# TASK TO CARRY OUT
Pull out every line in the data below that holds the string "military", and copy each such line in full.

# Source data
--------------------
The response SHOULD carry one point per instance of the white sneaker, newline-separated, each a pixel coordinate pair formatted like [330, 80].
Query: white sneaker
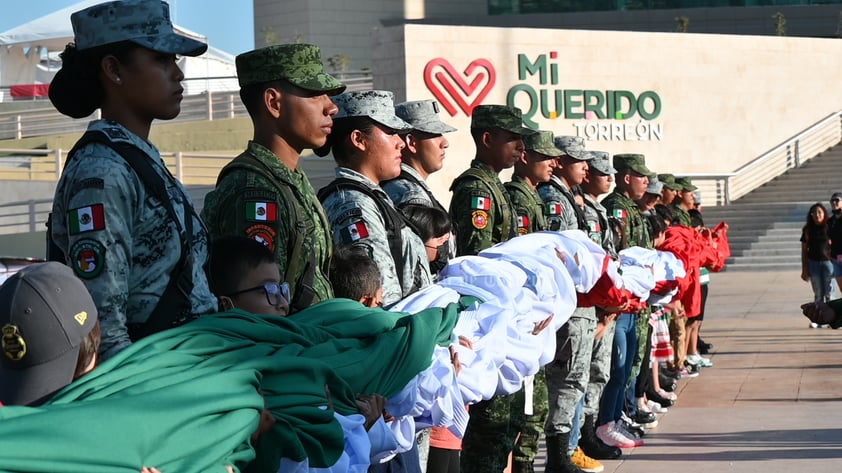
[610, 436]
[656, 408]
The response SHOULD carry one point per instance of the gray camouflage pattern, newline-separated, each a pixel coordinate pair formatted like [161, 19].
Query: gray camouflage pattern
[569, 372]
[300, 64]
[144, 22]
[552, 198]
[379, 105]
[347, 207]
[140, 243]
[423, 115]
--------------------
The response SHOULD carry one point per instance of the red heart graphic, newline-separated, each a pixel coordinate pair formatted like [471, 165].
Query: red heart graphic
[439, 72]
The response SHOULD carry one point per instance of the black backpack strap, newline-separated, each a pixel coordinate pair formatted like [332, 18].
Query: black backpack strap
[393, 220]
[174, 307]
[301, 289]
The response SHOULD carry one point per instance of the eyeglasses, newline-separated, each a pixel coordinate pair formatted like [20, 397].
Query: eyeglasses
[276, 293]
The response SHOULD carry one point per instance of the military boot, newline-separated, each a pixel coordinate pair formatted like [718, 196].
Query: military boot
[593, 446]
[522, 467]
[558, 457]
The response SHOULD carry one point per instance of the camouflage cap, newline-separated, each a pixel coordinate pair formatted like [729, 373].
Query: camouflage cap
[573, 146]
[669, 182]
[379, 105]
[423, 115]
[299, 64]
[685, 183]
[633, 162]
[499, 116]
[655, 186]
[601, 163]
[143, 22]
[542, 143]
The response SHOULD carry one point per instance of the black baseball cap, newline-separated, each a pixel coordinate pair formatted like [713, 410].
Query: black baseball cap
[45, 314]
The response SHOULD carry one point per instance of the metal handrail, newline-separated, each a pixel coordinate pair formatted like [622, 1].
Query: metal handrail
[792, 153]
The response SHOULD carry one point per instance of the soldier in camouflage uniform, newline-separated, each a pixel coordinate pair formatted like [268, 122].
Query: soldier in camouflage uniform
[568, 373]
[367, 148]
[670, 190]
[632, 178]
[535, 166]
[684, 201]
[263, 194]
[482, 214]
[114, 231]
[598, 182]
--------------------
# EXERCISE SOLUTION
The response SHOULD carry one point per instance of the military boot, newline-separated, each a pixel coordinate pair formatted like [718, 196].
Query: military boot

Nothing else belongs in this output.